▶ ASSIGNMENT:
Up to and including the line with "Target: wave", restate every line of the records below word for word, from the first line on, leaving out the pictures.

▶ GIVEN ENTRIES:
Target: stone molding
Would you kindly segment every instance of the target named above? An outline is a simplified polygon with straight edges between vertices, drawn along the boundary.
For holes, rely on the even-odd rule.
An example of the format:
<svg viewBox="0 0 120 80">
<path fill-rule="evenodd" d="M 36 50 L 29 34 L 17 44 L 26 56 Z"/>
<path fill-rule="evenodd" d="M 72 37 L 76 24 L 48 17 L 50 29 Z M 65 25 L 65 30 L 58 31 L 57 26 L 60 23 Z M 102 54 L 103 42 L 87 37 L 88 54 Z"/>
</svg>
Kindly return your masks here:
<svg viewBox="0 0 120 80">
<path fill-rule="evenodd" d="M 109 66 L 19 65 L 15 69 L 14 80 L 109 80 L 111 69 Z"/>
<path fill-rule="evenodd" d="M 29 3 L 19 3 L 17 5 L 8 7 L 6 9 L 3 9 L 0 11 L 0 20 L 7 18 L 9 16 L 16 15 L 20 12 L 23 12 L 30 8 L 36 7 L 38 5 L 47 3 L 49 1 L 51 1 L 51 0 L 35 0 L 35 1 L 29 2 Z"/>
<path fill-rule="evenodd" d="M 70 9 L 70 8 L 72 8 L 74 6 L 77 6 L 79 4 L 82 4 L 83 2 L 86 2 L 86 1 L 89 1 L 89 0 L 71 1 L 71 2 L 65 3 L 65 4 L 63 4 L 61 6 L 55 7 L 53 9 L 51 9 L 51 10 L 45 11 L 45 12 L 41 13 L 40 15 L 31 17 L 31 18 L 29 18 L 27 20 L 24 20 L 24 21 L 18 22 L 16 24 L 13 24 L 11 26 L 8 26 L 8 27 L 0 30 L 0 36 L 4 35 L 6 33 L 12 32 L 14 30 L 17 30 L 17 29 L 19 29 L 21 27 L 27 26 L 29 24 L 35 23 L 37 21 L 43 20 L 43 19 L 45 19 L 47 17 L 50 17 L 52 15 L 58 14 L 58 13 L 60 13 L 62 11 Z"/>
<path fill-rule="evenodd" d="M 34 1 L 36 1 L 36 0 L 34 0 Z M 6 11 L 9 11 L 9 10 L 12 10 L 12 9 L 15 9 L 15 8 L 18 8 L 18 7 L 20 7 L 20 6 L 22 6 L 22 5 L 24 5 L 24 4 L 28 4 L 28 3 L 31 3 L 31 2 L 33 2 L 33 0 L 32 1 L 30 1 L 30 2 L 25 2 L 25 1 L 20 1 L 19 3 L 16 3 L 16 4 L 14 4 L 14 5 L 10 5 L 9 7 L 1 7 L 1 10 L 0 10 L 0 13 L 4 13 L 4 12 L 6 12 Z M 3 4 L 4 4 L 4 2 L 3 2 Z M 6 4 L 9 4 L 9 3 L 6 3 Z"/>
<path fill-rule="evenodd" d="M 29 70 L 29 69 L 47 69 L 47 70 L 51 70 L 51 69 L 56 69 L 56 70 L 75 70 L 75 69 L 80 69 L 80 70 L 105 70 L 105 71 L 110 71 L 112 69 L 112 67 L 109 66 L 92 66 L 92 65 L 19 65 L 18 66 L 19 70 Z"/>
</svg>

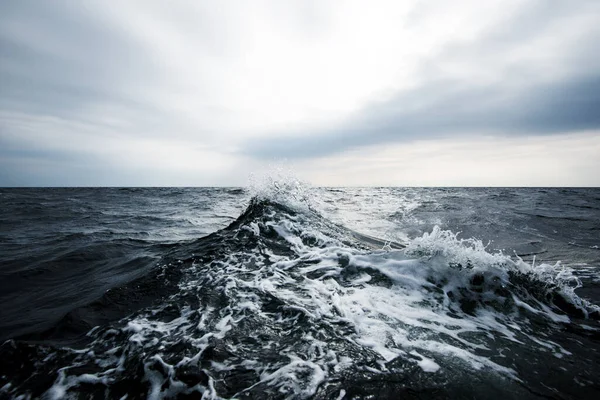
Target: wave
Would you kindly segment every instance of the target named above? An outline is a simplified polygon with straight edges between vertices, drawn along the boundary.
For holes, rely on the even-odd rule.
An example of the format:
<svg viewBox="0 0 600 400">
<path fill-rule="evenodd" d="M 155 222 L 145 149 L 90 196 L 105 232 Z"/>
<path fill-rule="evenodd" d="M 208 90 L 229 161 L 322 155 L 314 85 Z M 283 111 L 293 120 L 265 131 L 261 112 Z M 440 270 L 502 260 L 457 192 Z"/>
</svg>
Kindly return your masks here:
<svg viewBox="0 0 600 400">
<path fill-rule="evenodd" d="M 406 247 L 360 235 L 321 216 L 297 182 L 255 193 L 228 227 L 172 248 L 145 279 L 144 293 L 163 295 L 77 345 L 5 342 L 1 391 L 532 397 L 552 393 L 535 378 L 539 358 L 572 355 L 556 339 L 564 327 L 597 334 L 589 321 L 600 319 L 560 263 L 490 253 L 437 227 Z M 136 287 L 119 291 L 125 304 Z M 538 362 L 522 357 L 532 352 Z"/>
</svg>

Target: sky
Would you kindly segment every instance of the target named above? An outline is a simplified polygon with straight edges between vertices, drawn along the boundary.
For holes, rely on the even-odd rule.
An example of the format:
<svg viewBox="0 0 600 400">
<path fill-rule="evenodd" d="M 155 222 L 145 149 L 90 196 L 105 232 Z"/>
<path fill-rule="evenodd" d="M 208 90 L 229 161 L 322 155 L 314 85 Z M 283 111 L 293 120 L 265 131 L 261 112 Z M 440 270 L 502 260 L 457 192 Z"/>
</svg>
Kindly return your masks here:
<svg viewBox="0 0 600 400">
<path fill-rule="evenodd" d="M 243 186 L 274 164 L 600 186 L 600 1 L 0 2 L 0 186 Z"/>
</svg>

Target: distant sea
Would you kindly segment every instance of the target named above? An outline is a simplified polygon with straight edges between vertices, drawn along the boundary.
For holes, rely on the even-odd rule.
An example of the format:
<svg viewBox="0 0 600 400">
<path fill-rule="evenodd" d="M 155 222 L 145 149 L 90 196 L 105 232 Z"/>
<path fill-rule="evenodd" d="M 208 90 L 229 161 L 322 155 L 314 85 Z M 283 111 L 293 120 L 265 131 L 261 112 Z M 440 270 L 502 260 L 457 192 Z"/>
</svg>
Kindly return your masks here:
<svg viewBox="0 0 600 400">
<path fill-rule="evenodd" d="M 599 399 L 600 189 L 0 188 L 0 399 Z"/>
</svg>

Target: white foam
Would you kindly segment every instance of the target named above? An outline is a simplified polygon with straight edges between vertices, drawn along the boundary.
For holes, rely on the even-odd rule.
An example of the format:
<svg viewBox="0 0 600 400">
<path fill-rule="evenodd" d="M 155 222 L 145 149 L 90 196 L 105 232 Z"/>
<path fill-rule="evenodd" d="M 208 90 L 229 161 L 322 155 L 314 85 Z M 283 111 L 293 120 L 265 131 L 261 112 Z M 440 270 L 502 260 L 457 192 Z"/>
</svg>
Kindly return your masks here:
<svg viewBox="0 0 600 400">
<path fill-rule="evenodd" d="M 219 398 L 211 374 L 235 367 L 252 370 L 260 377 L 242 392 L 267 385 L 306 398 L 317 393 L 332 374 L 352 368 L 357 362 L 343 346 L 330 348 L 331 343 L 323 340 L 328 337 L 323 329 L 337 326 L 343 326 L 345 334 L 330 339 L 375 355 L 379 369 L 361 366 L 372 373 L 387 371 L 389 362 L 400 357 L 431 374 L 448 368 L 485 369 L 518 380 L 513 369 L 482 355 L 490 340 L 499 339 L 551 351 L 556 357 L 569 357 L 556 343 L 536 336 L 527 316 L 534 314 L 549 323 L 565 323 L 569 318 L 527 293 L 510 292 L 510 276 L 518 273 L 561 291 L 576 305 L 583 304 L 572 290 L 578 281 L 559 264 L 533 267 L 502 253 L 489 253 L 481 241 L 460 239 L 439 228 L 415 239 L 406 250 L 372 252 L 344 244 L 337 228 L 325 226 L 309 214 L 278 212 L 282 214 L 278 218 L 251 221 L 240 229 L 260 237 L 265 228 L 271 228 L 282 243 L 289 244 L 290 256 L 273 254 L 264 246 L 254 253 L 248 253 L 247 248 L 232 252 L 202 268 L 192 265 L 180 285 L 181 295 L 210 287 L 226 296 L 227 306 L 186 306 L 169 322 L 158 318 L 160 310 L 140 313 L 120 332 L 113 332 L 126 334 L 129 343 L 120 349 L 109 347 L 105 354 L 97 355 L 105 357 L 98 363 L 106 368 L 103 373 L 66 378 L 61 371 L 49 395 L 65 396 L 79 382 L 108 382 L 124 365 L 125 356 L 115 356 L 119 350 L 126 354 L 143 348 L 147 352 L 144 371 L 151 399 L 191 391 L 202 393 L 203 398 Z M 481 282 L 475 285 L 474 278 Z M 508 290 L 510 295 L 501 297 L 495 294 L 495 288 Z M 177 296 L 169 301 L 177 302 Z M 463 311 L 461 296 L 475 299 L 475 308 Z M 275 299 L 277 306 L 266 311 L 264 306 L 269 300 L 265 299 Z M 494 301 L 508 304 L 509 309 L 501 312 L 487 305 Z M 198 368 L 214 340 L 223 343 L 228 353 L 237 354 L 243 344 L 231 338 L 244 319 L 252 317 L 265 326 L 278 326 L 296 322 L 299 316 L 305 320 L 298 327 L 303 335 L 298 343 L 282 350 L 282 360 L 267 363 L 260 352 L 244 353 L 244 359 L 236 363 L 229 359 L 211 361 L 206 386 L 198 383 L 190 388 L 175 379 L 175 368 Z M 185 341 L 195 355 L 170 365 L 160 351 L 178 341 Z M 260 345 L 267 351 L 276 343 L 265 340 Z M 153 363 L 159 363 L 162 372 L 155 370 Z M 345 394 L 342 390 L 338 397 Z"/>
<path fill-rule="evenodd" d="M 435 363 L 432 359 L 427 358 L 422 356 L 421 354 L 417 353 L 416 351 L 411 351 L 410 354 L 418 356 L 419 358 L 421 358 L 420 361 L 417 361 L 417 364 L 419 364 L 419 367 L 421 367 L 421 369 L 425 372 L 437 372 L 440 369 L 440 366 Z"/>
</svg>

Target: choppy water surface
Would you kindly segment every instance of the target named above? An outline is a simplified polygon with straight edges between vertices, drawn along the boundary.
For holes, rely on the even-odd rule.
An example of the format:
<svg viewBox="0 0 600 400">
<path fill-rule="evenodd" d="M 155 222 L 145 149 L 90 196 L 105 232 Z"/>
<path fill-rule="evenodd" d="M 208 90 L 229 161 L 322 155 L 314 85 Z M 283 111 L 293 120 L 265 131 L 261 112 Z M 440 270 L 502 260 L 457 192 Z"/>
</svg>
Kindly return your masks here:
<svg viewBox="0 0 600 400">
<path fill-rule="evenodd" d="M 1 189 L 0 227 L 0 397 L 600 396 L 598 189 Z"/>
</svg>

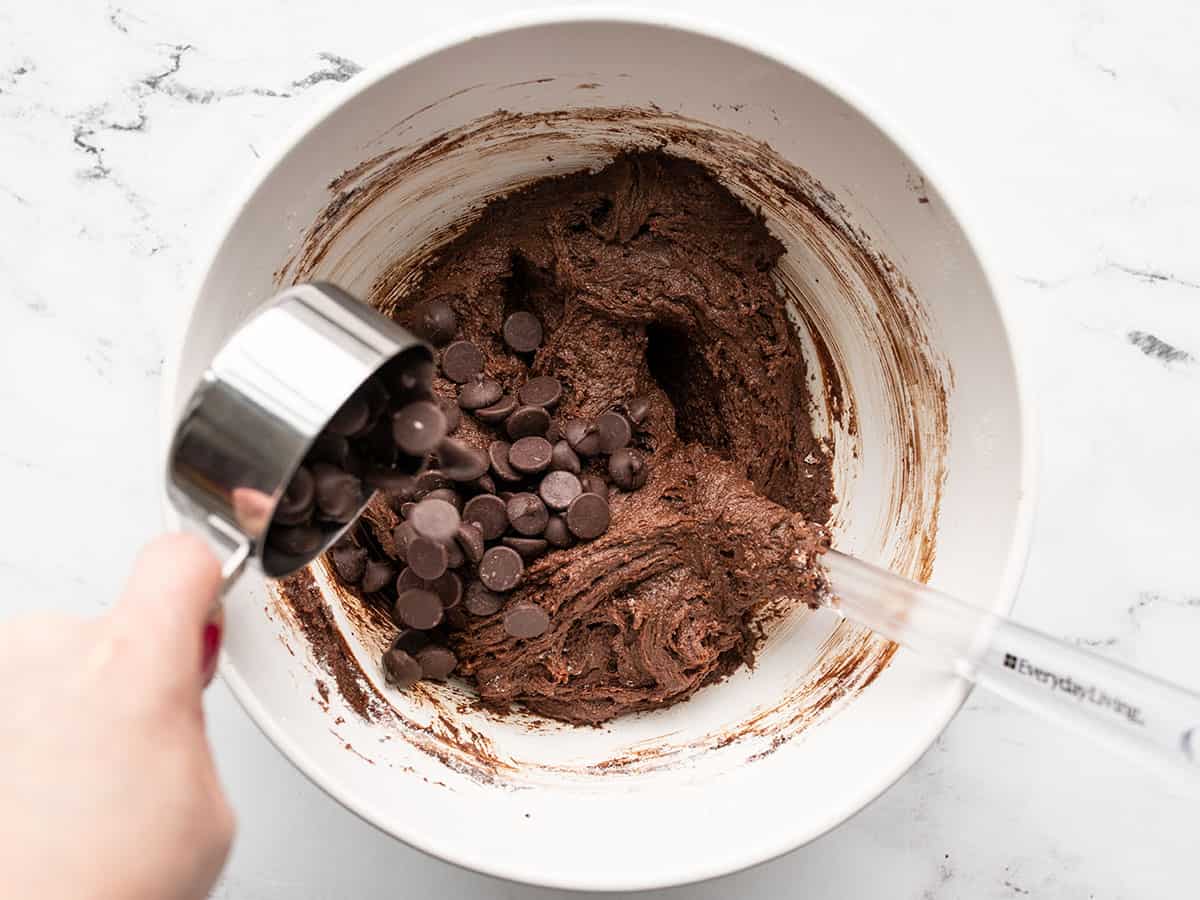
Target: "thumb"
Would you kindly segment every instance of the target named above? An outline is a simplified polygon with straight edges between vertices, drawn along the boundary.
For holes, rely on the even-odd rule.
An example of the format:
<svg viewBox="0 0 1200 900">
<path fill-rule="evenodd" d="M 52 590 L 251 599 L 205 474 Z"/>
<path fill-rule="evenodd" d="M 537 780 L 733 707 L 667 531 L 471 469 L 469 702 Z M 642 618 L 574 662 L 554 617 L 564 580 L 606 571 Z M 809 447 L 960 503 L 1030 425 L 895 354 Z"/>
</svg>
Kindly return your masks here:
<svg viewBox="0 0 1200 900">
<path fill-rule="evenodd" d="M 208 545 L 194 535 L 165 534 L 138 554 L 113 618 L 167 654 L 171 668 L 199 673 L 205 623 L 220 591 L 221 565 Z"/>
</svg>

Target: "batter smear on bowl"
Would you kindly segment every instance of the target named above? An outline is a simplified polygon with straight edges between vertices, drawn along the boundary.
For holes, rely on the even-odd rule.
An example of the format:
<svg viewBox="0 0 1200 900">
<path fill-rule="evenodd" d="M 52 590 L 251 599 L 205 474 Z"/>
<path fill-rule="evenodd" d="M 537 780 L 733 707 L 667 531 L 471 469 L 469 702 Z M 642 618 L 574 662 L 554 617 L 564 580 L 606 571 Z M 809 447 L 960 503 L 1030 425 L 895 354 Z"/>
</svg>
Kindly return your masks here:
<svg viewBox="0 0 1200 900">
<path fill-rule="evenodd" d="M 449 494 L 396 486 L 356 540 L 403 557 L 406 503 L 466 501 L 477 530 L 458 542 L 465 589 L 439 640 L 483 702 L 592 725 L 677 703 L 753 659 L 762 604 L 818 588 L 830 464 L 773 282 L 783 252 L 698 164 L 630 153 L 492 202 L 399 302 L 441 347 L 434 390 L 476 454 L 450 464 L 487 471 Z M 574 476 L 542 482 L 544 521 L 527 488 L 503 496 L 538 466 Z M 576 521 L 556 514 L 579 491 L 593 499 Z M 516 584 L 485 590 L 476 572 Z M 414 585 L 381 590 L 411 618 Z M 385 655 L 395 683 L 419 677 L 424 646 L 409 635 Z"/>
</svg>

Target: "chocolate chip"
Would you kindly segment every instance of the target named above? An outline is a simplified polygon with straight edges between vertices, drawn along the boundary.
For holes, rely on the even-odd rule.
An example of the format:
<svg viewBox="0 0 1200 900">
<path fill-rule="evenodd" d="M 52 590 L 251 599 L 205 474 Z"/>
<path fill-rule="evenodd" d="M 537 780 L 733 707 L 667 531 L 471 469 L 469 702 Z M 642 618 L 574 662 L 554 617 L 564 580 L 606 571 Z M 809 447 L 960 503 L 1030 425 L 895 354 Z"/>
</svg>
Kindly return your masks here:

▶ ANSWER SPACE:
Target: stone molding
Would you kindly segment every instance of the target named above? An outline is a simplified polygon with straight edges between vertices, drawn along the boundary.
For holes, rely on the even-odd rule.
An example of the format:
<svg viewBox="0 0 120 80">
<path fill-rule="evenodd" d="M 36 50 L 29 34 L 17 44 L 26 56 Z"/>
<path fill-rule="evenodd" d="M 72 37 L 76 24 L 48 17 L 50 29 Z M 65 25 L 65 30 L 58 31 L 57 26 L 60 23 Z M 102 54 L 103 42 L 87 37 L 88 54 Z"/>
</svg>
Kindly return your masks here:
<svg viewBox="0 0 120 80">
<path fill-rule="evenodd" d="M 109 66 L 19 65 L 15 69 L 14 80 L 109 80 L 111 69 Z"/>
<path fill-rule="evenodd" d="M 29 3 L 19 3 L 17 5 L 8 7 L 6 9 L 3 9 L 0 11 L 0 20 L 7 18 L 9 16 L 16 15 L 20 12 L 23 12 L 30 8 L 36 7 L 38 5 L 47 3 L 49 1 L 51 1 L 51 0 L 35 0 L 35 1 L 29 2 Z"/>
<path fill-rule="evenodd" d="M 70 9 L 70 8 L 72 8 L 74 6 L 77 6 L 79 4 L 82 4 L 83 2 L 86 2 L 86 1 L 89 1 L 89 0 L 71 1 L 71 2 L 65 3 L 65 4 L 63 4 L 61 6 L 55 7 L 53 9 L 51 9 L 51 10 L 45 11 L 45 12 L 41 13 L 40 15 L 31 17 L 31 18 L 29 18 L 27 20 L 24 20 L 24 21 L 18 22 L 16 24 L 13 24 L 11 26 L 8 26 L 8 27 L 0 30 L 0 36 L 4 35 L 6 33 L 12 32 L 14 30 L 17 30 L 17 29 L 19 29 L 21 27 L 27 26 L 29 24 L 35 23 L 37 21 L 43 20 L 43 19 L 45 19 L 47 17 L 50 17 L 52 15 L 58 14 L 58 13 L 60 13 L 62 11 Z"/>
<path fill-rule="evenodd" d="M 34 1 L 36 1 L 36 0 L 34 0 Z M 6 11 L 9 11 L 9 10 L 12 10 L 12 9 L 15 9 L 15 8 L 18 8 L 18 7 L 20 7 L 20 6 L 22 6 L 22 5 L 24 5 L 24 4 L 28 4 L 28 3 L 31 3 L 31 2 L 33 2 L 33 0 L 32 1 L 30 1 L 30 2 L 25 2 L 25 1 L 20 1 L 19 3 L 16 3 L 16 4 L 14 4 L 14 5 L 10 5 L 9 7 L 1 7 L 1 10 L 0 10 L 0 13 L 4 13 L 4 12 L 6 12 Z M 3 4 L 4 4 L 4 2 L 3 2 Z M 6 4 L 9 4 L 9 3 L 6 3 Z"/>
<path fill-rule="evenodd" d="M 29 70 L 29 69 L 47 69 L 47 70 L 51 70 L 51 69 L 56 69 L 56 70 L 75 70 L 75 69 L 80 69 L 80 70 L 105 70 L 105 71 L 110 71 L 112 69 L 112 67 L 109 66 L 92 66 L 92 65 L 19 65 L 18 66 L 19 70 Z"/>
</svg>

Target: wave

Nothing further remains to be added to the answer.